Liste der Einträge:
——

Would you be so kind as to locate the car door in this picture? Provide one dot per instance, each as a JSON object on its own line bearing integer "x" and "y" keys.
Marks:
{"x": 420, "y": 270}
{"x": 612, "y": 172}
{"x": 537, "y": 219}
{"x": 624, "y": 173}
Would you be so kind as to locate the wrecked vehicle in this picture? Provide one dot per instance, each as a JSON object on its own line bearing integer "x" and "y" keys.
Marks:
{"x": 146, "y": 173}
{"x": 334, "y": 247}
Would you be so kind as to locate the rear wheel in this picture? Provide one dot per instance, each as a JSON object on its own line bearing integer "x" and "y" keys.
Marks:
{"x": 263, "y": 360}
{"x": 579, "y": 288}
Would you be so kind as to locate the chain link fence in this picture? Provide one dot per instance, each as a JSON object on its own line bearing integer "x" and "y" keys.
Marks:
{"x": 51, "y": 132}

——

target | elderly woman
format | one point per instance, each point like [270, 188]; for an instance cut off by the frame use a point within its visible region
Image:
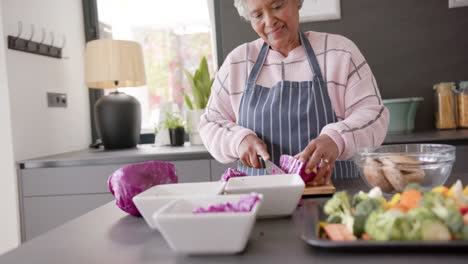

——

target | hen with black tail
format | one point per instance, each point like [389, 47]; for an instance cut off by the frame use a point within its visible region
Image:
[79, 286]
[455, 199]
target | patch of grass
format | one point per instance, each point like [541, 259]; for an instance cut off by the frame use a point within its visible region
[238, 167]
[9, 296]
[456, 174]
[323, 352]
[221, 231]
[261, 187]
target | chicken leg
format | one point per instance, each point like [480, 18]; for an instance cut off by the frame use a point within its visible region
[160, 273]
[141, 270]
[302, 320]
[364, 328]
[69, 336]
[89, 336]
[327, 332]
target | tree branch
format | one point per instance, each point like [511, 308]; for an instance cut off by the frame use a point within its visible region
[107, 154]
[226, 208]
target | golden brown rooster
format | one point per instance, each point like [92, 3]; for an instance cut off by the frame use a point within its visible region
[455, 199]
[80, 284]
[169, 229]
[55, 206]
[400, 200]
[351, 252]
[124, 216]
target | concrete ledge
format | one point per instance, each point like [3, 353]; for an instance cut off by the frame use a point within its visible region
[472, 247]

——

Aufgabenstellung:
Such bitte aus den Einträgen oben jede Zeile heraus, die die Zeichenfolge „target“ enthält, und gib diese Zeilen vollständig wieder. Dabei zählt die Groß- und Kleinschreibung.

Lösung:
target | elderly woman
target | hen with black tail
target | patch of grass
target | chicken leg
target | tree branch
target | golden brown rooster
target | concrete ledge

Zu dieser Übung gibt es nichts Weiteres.